= GIVEN TEXT =

Im curious what your preferences and thoughts are on the idea of doing as little testing as possible behind the scenes and rolling our as many new features as possible, as quickly as possible, and testing on the production site, or troubleshooting them to hell until they're bulletproof, and then releasing them to the public.

+3  A: 

Rolling out code to a production server with 'as little testing as possible' to get it live quicker is setting yourself up for a life of pain. What you're suggesting really is to get your users to test your system for you, that would be a beta program, but even before you get there you should have performed a good level of testing and be confident that the app works, otherwise you're not going to keep many users for long.

From a developer perspective I would only be happy releasing code that I am confident is working as planned. From a user perspective I wouldn't want to be using an app that kept falling over, no matter how early in the development cycle it is.

If it's not ready, then don't release it.

Ira Rainey

I think it depends on your userbase somewhat. For example, I choose to use cutting edge and less stable features on my linux box. But I think in general, and especially in web development where generating pageviews is usually a high priority, you want to go with what works for most people, and that's stability.

+2  A: 
  • You should test and review the code during development, before the feature is even finished.
  • You should test the whole feature for functionality before moving to production.
  • You should release a small number of features often, so that you get feedback on the feature. Even if the feature works perfectly, it may still not be exactly what the user wants, or you find that something can be improved when the feature is used in practice.
+5  A: 

Perhaps a middle ground may be more appropriate. Your "brand" will suffer a great deal if either:

  • the software you release is a steaming pile of dung (as in your former cases); or
  • the software is not released in a timely fashion (as in your latter case).

In both those cases, you won't be very likely to stay in business for long.

The shop I operate in recognises the fact that software will have some bugs in it. All high severity bugs must be fixed before release and all low severity bugs must have a plan in place for fixing after release.

Software maintenance (basically bug fixing and answering customer questions) is an important part of our development process.

In addition, the "cost" of fixing a bug becomes more as the discovery of said bug moves away from the developer and towards the customer.

Fixing a bug I find during unit testing involves only me though it can affect others if my stuff is delayed.

Finding a bug during system test means other phases are definitely delayed since the code has to come back and be changed and unit tested again before once again being promoted to system test.

Finding a bug after your software is live is a whole other world of pain, involving communications with customers, multiple managerial reporting lines all wanting to leave an impression of their boot in your rear end and putting any bug fix through all phases, or risking adverse effects otherwise - a particularly nasty place in the ninth circle of hell is reserved for those developers who, in fixing their bug, introduce yet another one.

+1, esp. for "all low severity bugs must have a plan in place for fixing after release"; some people in (mis)Management tend to say "we shipped it, fsck the users and their low-priority bugs"

If you are performing a beta or alpha test with a handful of people, sure. However, if this is code that is meant to be used by the general public or your business, then no. Buggy code reflects poorly on the programmer, and I know that when something crashes or behaves unexpectedly it tends to annoy people.

Therefore, I would much rather release polished, thought out code that may not have as many bells and whistles than code that gives people a poor experience.

= JOBS =
1. Repeat word for word the stretch of the discussion about software testing from "Rolling out code" through "users for long.".
2. Set out the rows from the line containing "Tag each instance of the airplane wing" through the line containing "x=345, y=579" as a Markdown table with the columns No. and Line. Skip any blank lines.
The discussion about software testing and the rows after it have nothing to do with each other.

= GIVEN DATA =
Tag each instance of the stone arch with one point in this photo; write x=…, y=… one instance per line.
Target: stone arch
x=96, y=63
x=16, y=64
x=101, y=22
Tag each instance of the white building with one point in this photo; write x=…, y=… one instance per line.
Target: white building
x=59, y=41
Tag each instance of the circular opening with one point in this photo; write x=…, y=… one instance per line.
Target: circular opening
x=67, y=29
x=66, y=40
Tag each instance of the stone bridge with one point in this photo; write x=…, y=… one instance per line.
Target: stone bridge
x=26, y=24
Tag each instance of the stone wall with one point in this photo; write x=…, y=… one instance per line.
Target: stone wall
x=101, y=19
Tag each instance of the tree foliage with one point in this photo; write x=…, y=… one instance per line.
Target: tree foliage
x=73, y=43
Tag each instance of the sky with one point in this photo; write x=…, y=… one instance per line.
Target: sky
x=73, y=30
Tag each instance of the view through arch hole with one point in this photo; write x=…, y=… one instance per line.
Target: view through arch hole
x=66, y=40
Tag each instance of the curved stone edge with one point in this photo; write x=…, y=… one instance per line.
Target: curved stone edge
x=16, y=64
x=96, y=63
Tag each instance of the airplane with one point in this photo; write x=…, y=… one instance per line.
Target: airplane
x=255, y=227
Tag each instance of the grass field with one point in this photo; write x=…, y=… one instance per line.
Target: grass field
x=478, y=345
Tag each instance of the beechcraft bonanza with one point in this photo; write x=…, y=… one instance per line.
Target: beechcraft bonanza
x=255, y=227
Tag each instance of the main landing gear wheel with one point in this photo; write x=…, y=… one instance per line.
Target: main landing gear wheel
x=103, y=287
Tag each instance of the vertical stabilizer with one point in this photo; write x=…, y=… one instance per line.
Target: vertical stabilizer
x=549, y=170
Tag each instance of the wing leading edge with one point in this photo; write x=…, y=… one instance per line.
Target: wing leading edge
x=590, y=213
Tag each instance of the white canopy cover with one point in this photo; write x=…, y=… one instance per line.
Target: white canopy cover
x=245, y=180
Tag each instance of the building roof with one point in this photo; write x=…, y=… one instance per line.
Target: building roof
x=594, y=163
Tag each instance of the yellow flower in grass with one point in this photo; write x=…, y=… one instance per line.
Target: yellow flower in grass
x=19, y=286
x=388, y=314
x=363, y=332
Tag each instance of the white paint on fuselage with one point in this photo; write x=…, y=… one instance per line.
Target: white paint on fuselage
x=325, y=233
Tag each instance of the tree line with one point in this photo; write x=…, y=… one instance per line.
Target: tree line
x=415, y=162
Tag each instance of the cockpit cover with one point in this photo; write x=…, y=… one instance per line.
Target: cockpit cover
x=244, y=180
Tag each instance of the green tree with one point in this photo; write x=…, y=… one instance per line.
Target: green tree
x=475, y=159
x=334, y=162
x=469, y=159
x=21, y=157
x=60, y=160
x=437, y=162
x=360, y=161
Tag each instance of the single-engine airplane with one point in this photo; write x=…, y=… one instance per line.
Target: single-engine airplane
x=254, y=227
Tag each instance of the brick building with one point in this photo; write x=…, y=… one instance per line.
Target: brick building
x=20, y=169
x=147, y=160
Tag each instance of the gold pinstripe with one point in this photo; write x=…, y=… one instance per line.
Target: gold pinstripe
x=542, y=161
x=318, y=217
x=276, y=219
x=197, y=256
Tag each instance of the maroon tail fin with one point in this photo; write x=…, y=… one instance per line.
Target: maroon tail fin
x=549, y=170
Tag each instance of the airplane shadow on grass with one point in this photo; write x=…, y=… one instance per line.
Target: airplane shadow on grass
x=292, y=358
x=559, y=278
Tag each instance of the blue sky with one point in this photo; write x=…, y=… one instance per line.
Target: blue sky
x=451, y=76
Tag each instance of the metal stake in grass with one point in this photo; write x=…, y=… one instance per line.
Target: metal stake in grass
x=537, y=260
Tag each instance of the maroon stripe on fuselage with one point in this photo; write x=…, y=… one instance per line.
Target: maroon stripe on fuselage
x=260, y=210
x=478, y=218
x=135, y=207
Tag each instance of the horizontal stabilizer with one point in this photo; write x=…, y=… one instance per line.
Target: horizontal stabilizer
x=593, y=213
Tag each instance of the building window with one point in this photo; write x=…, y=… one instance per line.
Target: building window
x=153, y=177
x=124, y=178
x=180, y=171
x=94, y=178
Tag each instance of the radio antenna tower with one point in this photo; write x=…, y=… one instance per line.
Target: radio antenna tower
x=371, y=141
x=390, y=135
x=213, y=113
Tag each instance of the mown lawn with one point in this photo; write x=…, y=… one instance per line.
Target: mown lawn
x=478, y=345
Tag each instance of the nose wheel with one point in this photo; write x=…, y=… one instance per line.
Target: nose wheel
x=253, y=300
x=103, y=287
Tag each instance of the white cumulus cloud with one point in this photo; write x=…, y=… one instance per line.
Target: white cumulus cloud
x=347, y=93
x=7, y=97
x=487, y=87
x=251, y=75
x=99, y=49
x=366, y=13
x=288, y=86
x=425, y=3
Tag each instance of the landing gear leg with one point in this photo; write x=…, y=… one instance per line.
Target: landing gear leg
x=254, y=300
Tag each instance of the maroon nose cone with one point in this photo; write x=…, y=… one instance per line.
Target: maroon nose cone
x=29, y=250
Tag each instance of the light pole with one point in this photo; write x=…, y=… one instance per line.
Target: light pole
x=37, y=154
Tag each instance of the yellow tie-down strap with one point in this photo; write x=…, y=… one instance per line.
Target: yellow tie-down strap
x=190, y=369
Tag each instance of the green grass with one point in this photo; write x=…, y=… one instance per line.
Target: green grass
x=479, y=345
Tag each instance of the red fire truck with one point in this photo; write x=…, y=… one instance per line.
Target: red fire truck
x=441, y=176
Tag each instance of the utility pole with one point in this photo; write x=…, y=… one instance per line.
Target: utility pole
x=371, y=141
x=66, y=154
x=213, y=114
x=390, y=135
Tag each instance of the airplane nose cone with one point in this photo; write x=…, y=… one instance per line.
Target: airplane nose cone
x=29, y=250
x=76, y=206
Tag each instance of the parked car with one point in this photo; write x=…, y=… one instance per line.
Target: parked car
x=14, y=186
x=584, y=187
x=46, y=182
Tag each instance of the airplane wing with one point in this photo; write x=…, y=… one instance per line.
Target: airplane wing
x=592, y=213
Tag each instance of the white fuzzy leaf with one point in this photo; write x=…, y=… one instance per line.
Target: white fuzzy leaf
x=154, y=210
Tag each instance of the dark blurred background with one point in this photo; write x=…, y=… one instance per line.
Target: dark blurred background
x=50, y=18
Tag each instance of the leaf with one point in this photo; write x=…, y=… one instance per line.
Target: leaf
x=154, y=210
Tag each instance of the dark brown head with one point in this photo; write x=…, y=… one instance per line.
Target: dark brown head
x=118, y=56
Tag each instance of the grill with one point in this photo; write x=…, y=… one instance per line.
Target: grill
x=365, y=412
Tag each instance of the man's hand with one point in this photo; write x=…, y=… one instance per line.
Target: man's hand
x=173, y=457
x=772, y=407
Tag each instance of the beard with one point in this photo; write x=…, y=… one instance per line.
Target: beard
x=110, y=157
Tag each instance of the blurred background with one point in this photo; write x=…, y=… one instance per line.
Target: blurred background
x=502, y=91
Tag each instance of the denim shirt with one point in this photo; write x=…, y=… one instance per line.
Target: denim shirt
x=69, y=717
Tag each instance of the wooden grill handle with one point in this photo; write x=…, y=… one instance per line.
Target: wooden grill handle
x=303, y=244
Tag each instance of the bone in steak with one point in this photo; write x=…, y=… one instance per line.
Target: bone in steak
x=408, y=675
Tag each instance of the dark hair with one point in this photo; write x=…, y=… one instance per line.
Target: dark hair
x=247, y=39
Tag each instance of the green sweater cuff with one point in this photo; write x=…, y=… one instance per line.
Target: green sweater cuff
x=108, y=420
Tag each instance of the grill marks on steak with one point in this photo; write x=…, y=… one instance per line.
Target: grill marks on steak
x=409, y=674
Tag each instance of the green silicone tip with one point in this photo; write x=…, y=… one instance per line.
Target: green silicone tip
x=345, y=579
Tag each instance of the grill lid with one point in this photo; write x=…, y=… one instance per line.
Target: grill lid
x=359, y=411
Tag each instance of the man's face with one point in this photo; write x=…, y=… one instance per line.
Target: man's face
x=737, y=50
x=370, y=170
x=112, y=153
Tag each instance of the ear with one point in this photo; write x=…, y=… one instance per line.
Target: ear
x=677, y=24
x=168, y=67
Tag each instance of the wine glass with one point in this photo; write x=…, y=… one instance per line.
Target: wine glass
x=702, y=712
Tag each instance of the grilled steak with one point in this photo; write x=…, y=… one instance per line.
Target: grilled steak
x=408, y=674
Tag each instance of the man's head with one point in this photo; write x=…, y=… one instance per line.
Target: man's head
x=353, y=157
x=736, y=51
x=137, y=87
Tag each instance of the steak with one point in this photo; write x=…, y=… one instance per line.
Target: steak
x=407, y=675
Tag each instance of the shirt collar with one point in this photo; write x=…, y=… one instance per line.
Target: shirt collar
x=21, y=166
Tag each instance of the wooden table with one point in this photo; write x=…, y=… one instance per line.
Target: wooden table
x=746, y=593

= SET OF ANSWERS =
1.
Rolling out code to a production server with 'as little testing as possible' to get it live quicker is setting yourself up for a life of pain. What you're suggesting really is to get your users to test your system for you, that would be a beta program, but even before you get there you should have performed a good level of testing and be confident that the app works, otherwise you're not going to keep many users for long.

2.
| No. | Line |
|---|---|
| 1 | Tag each instance of the airplane wing with one point in this photo; write x=…, y=… one instance per line. |
| 2 | Target: airplane wing |
| 3 | x=592, y=213 |
| 4 | Tag each instance of the white fuzzy leaf with one point in this photo; write x=…, y=… one instance per line. |
| 5 | Target: white fuzzy leaf |
| 6 | x=154, y=210 |
| 7 | Tag each instance of the dark blurred background with one point in this photo; write x=…, y=… one instance per line. |
| 8 | Target: dark blurred background |
| 9 | x=50, y=18 |
| 10 | Tag each instance of the leaf with one point in this photo; write x=…, y=… one instance per line. |
| 11 | Target: leaf |
| 12 | x=154, y=210 |
| 13 | Tag each instance of the dark brown head with one point in this photo; write x=…, y=… one instance per line. |
| 14 | Target: dark brown head |
| 15 | x=118, y=56 |
| 16 | Tag each instance of the grill with one point in this photo; write x=…, y=… one instance per line. |
| 17 | Target: grill |
| 18 | x=365, y=412 |
| 19 | Tag each instance of the man's hand with one point in this photo; write x=…, y=… one instance per line. |
| 20 | Target: man's hand |
| 21 | x=173, y=457 |
| 22 | x=772, y=407 |
| 23 | Tag each instance of the beard with one point in this photo; write x=…, y=… one instance per line. |
| 24 | Target: beard |
| 25 | x=110, y=157 |
| 26 | Tag each instance of the blurred background with one point in this photo; write x=…, y=… one instance per line. |
| 27 | Target: blurred background |
| 28 | x=502, y=91 |
| 29 | Tag each instance of the denim shirt with one point in this photo; write x=…, y=… one instance per line. |
| 30 | Target: denim shirt |
| 31 | x=69, y=717 |
| 32 | Tag each instance of the wooden grill handle with one point in this photo; write x=…, y=… one instance per line. |
| 33 | Target: wooden grill handle |
| 34 | x=303, y=244 |
| 35 | Tag each instance of the bone in steak with one point in this photo; write x=…, y=… one instance per line. |
| 36 | Target: bone in steak |
| 37 | x=408, y=675 |
| 38 | Tag each instance of the dark hair with one point in this photo; write x=…, y=… one instance per line. |
| 39 | Target: dark hair |
| 40 | x=247, y=39 |
| 41 | Tag each instance of the green sweater cuff with one point in this photo; write x=…, y=… one instance per line. |
| 42 | Target: green sweater cuff |
| 43 | x=108, y=420 |
| 44 | Tag each instance of the grill marks on steak with one point in this photo; write x=…, y=… one instance per line. |
| 45 | Target: grill marks on steak |
| 46 | x=409, y=674 |
| 47 | Tag each instance of the green silicone tip with one point in this photo; write x=…, y=… one instance per line. |
| 48 | Target: green silicone tip |
| 49 | x=345, y=579 |